##### Data to examine #####

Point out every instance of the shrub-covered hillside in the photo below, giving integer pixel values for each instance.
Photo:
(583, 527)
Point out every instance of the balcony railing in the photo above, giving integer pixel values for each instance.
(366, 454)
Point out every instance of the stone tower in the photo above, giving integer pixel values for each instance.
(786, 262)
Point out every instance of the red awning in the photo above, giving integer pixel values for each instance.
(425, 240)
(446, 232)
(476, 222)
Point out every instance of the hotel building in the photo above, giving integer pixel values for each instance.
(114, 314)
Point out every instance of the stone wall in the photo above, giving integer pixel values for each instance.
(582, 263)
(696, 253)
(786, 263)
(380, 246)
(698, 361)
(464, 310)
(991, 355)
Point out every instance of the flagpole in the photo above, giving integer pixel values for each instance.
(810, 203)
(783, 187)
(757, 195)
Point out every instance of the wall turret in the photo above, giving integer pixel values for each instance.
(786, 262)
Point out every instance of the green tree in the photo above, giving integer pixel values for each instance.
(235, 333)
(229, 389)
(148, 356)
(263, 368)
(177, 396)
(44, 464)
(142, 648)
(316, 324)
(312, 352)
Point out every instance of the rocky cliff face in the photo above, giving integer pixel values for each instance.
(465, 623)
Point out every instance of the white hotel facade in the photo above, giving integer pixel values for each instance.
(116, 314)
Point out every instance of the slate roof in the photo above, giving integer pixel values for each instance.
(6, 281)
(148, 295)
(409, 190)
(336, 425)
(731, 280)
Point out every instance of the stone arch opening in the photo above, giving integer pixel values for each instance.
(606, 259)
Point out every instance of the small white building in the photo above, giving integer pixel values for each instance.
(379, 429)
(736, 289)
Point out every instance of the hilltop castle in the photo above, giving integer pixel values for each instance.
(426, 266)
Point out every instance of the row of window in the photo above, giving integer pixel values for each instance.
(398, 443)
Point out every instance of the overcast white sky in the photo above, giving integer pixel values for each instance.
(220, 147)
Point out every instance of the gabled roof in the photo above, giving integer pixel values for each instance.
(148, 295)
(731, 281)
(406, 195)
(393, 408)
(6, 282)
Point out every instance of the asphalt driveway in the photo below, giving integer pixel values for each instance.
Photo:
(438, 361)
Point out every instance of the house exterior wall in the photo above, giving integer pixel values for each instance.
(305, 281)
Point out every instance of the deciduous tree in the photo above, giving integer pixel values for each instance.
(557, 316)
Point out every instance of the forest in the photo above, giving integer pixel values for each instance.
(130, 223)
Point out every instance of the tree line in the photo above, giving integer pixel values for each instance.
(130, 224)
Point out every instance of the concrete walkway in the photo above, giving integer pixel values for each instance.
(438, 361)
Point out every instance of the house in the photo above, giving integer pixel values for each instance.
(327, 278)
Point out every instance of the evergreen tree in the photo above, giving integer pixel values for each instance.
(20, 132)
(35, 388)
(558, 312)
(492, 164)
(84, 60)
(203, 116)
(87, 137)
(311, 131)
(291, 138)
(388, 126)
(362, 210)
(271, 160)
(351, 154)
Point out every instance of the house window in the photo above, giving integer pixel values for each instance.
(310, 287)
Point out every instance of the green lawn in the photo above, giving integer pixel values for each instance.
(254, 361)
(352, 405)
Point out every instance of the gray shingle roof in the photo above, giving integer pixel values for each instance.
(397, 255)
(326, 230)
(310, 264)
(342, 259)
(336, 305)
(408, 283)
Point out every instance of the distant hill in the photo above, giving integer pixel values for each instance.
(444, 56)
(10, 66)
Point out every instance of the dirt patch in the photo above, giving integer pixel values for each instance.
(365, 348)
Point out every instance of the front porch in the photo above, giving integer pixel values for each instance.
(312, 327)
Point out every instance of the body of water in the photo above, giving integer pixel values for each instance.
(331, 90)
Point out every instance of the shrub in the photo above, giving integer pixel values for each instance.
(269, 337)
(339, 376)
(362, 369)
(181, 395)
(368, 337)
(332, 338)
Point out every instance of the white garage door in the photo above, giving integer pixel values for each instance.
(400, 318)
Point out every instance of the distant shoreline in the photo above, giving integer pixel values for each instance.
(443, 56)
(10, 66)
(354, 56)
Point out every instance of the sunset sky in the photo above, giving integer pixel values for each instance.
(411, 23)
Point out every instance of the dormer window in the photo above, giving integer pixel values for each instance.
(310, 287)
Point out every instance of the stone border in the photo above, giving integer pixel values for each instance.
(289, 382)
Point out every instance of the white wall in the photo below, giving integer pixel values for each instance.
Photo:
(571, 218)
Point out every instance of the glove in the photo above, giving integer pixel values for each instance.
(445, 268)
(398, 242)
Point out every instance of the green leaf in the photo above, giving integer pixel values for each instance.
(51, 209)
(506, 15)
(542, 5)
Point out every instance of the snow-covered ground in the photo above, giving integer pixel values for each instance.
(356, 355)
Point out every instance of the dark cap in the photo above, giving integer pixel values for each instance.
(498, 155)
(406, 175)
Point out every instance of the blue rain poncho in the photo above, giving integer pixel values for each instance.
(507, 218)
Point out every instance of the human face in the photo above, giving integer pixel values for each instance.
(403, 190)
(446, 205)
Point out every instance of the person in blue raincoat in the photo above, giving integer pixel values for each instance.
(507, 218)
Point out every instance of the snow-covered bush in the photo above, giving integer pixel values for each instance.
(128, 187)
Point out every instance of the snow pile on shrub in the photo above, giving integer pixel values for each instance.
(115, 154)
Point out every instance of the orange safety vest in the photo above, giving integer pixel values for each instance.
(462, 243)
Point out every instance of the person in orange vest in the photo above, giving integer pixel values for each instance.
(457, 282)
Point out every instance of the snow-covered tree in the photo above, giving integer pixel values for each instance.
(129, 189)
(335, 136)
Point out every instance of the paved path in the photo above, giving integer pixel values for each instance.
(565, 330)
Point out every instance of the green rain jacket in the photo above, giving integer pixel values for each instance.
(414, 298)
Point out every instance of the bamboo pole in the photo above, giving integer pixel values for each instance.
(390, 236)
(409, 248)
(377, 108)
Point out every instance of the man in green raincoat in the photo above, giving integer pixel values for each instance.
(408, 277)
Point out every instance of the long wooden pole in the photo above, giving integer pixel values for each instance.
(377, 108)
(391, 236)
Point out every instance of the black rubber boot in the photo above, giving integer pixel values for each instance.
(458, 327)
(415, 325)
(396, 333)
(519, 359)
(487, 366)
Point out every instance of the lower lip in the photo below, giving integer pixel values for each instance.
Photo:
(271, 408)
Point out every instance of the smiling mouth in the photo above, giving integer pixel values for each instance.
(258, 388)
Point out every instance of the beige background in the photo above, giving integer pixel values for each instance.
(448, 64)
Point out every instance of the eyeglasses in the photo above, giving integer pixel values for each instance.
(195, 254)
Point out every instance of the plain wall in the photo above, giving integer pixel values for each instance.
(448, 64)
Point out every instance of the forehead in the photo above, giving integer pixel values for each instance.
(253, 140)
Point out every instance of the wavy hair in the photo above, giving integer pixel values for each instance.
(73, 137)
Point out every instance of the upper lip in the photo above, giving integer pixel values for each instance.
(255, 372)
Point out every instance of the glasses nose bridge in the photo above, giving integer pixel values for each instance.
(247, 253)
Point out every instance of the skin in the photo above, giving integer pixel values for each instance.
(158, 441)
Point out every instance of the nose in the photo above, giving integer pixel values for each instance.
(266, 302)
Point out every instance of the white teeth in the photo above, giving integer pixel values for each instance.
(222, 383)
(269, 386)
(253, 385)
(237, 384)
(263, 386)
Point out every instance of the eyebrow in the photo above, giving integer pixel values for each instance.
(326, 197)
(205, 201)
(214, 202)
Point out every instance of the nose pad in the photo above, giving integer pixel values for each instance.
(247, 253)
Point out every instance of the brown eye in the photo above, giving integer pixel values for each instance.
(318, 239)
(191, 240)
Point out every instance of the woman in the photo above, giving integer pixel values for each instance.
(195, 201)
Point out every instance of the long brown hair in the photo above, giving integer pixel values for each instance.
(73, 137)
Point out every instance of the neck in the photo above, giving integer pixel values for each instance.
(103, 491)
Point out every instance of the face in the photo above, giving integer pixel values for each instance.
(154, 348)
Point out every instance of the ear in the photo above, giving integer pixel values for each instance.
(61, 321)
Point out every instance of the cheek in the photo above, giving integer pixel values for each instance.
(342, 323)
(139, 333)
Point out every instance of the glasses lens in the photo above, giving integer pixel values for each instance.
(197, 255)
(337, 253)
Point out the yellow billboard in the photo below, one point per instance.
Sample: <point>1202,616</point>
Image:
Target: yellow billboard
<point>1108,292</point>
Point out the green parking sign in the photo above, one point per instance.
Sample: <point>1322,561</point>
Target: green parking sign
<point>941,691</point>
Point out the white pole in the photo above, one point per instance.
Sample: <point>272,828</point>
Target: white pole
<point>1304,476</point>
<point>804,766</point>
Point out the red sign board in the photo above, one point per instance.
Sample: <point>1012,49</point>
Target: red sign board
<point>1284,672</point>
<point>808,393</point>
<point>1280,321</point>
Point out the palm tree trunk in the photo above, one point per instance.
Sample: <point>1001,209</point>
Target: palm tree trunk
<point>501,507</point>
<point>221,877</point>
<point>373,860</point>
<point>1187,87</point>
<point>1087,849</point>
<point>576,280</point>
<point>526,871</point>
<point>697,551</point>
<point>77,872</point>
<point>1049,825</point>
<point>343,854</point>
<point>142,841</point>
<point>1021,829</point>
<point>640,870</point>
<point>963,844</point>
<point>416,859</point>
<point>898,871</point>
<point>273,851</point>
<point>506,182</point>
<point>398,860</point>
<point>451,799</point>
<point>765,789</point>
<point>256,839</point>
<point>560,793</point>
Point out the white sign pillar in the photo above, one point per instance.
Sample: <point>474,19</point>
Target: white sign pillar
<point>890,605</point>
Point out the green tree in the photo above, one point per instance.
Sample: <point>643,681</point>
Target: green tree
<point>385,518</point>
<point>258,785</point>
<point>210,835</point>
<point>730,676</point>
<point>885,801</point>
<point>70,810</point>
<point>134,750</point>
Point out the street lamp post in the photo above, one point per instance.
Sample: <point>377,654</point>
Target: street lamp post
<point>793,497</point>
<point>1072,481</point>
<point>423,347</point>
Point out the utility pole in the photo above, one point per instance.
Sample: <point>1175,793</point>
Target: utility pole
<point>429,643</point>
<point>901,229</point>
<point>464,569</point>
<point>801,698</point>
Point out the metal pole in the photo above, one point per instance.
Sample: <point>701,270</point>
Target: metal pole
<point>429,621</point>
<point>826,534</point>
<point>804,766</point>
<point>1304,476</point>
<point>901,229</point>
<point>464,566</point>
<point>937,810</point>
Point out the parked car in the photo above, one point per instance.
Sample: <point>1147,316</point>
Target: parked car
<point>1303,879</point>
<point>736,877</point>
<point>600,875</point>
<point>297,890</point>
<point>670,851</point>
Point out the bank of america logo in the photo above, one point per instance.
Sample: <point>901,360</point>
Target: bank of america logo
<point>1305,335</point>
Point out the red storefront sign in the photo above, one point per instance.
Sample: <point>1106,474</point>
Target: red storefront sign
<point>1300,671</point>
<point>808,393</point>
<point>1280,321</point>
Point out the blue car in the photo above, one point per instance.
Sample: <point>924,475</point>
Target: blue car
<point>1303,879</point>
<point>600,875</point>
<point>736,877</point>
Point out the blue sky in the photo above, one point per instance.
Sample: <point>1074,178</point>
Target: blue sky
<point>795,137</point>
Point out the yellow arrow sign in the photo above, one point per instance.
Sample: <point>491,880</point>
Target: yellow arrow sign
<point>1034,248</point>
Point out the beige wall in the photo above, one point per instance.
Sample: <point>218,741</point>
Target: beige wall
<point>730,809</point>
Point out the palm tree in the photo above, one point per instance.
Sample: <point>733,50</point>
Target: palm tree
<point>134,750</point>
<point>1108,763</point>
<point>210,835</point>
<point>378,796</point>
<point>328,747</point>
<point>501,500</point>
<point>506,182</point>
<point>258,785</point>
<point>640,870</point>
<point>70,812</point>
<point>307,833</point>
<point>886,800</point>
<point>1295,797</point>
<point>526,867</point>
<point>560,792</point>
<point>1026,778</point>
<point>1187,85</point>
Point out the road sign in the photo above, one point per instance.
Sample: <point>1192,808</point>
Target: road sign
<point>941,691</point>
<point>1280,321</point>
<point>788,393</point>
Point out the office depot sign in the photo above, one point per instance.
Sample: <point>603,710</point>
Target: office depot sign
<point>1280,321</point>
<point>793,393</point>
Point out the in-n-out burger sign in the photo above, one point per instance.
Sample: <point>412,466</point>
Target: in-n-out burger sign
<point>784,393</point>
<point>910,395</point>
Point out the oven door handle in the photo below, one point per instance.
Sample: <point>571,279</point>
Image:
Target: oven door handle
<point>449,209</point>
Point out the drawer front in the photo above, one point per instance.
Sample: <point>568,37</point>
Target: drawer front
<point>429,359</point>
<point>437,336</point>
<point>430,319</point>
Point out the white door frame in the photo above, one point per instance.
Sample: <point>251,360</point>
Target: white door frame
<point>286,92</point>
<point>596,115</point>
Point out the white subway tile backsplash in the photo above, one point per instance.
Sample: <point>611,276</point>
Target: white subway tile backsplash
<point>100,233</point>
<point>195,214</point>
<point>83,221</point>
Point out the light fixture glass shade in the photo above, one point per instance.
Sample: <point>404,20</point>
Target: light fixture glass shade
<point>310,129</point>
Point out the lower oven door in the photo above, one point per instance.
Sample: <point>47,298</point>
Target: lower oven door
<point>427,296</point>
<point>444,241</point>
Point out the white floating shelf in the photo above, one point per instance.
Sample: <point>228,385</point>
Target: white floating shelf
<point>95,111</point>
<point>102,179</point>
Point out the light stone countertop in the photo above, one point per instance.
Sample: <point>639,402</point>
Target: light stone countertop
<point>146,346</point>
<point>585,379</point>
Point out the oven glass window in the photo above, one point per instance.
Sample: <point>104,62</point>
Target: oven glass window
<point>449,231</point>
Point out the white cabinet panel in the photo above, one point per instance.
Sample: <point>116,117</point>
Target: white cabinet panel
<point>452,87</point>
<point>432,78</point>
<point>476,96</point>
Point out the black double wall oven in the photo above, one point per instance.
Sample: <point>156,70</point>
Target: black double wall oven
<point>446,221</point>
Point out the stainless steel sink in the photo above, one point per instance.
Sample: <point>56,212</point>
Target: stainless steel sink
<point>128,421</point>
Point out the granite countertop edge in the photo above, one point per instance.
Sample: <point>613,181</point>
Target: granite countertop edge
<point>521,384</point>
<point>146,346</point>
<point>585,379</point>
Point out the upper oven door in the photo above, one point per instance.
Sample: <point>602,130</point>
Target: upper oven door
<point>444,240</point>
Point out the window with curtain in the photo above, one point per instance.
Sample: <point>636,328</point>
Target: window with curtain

#####

Assignment: The line above containing "Point out the palm tree trunk", the line containing "Sample: <point>643,681</point>", and every line between them are to be transcribed exactly; no other line is wanted.

Solution to the problem:
Point out the palm tree trunk in the photo above, one point per instance.
Sample: <point>1001,209</point>
Target: palm tree trunk
<point>501,507</point>
<point>221,877</point>
<point>373,860</point>
<point>1187,87</point>
<point>1087,849</point>
<point>576,280</point>
<point>526,871</point>
<point>697,551</point>
<point>77,872</point>
<point>1049,825</point>
<point>343,854</point>
<point>142,841</point>
<point>1021,829</point>
<point>640,870</point>
<point>963,844</point>
<point>416,859</point>
<point>898,871</point>
<point>273,851</point>
<point>506,182</point>
<point>398,860</point>
<point>451,799</point>
<point>765,789</point>
<point>256,839</point>
<point>560,793</point>
Point out the white sign pillar in the photo above, one point per instance.
Sample: <point>474,19</point>
Target: white sign pillar
<point>890,605</point>
Point out the green tree in the photo above, one point per instance.
Sample: <point>643,681</point>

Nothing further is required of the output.